> **What the exercise asks**
Rewrite the lines below, putting "prompt" in place of every occurrence of "query" and leaving everything else unchanged.

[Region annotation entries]
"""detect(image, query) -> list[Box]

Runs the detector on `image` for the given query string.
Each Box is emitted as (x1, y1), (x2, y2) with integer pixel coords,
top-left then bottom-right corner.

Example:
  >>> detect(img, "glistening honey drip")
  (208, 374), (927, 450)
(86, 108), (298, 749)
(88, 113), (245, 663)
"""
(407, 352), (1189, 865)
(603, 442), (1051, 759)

> **Output of the task**
"""detect(image, prompt) -> list[Box]

Runs the detector on `image` for the given prompt string.
Each Box is emitted as (x1, y1), (x2, y2) with integer pixel coords,
top-left then bottom-right corner.

Example:
  >>> detect(img, "glistening honey drip")
  (208, 374), (927, 450)
(86, 108), (298, 749)
(88, 113), (245, 663)
"""
(407, 352), (1189, 865)
(603, 442), (1051, 759)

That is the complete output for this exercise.